(Quoted passage)
-.-.-

# Prebuilt VS Home Made Gaming Rig



## Sc0tt (Aug 15, 2007)

I have found a prebuilt PC I like and want to see if I can make one for less. Hopefully with better quality and better prospects of upgrading it in the future.

The following is what i'm looking for:

-Quad Core CPU
-Heatsink/fan for CPU if not included with CPU
-4GB RAM
-Graphics card in the region of a GTS 250 (I know about its rebranding) *MUST BE NVIDIA*
-Mobo, obviously one thats compatible with the rest, other than that im not too sure
-A case prefferably with front and rear fans (side+top is a bonus), not interested in paying extra for flashy cases, must be quite and have good airflow
-PSU, don't want anything rediculously over powered, just enough to comfortably power the build
-500GB HDD, possibly more if theres one that has more space and is little difference in price
-DVDRW with lightscribe, if theres money left over for it

Budget = £500 (including VAT and delivery)

I would like all the fans to be reasonably quite, doesn't need to be silent just not annoying. Good enough components for OCing would be a bonus, but isn't required.

-.-.-

(Stored rows)

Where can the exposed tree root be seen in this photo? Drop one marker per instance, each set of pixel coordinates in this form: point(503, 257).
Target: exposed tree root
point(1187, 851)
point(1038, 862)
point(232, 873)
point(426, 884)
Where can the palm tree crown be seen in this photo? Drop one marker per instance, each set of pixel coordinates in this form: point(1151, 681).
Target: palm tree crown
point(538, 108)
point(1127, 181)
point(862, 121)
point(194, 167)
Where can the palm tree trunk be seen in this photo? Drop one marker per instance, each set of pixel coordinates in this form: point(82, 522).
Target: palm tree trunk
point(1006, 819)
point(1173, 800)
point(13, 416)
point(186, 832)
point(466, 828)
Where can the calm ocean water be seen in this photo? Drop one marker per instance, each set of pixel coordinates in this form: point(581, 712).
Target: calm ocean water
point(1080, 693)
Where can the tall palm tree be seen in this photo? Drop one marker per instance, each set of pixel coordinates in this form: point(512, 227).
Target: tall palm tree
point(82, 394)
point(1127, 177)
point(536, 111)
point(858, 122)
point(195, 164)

-.-.-

Answer these about the gaming rig forum post:
1. What total budget is given, and what does it include?
2. Which brand must the graphics card be?
3. How much RAM is wanted?

(Task response)
1. £500, including VAT and delivery.
2. Nvidia.
3. 4GB.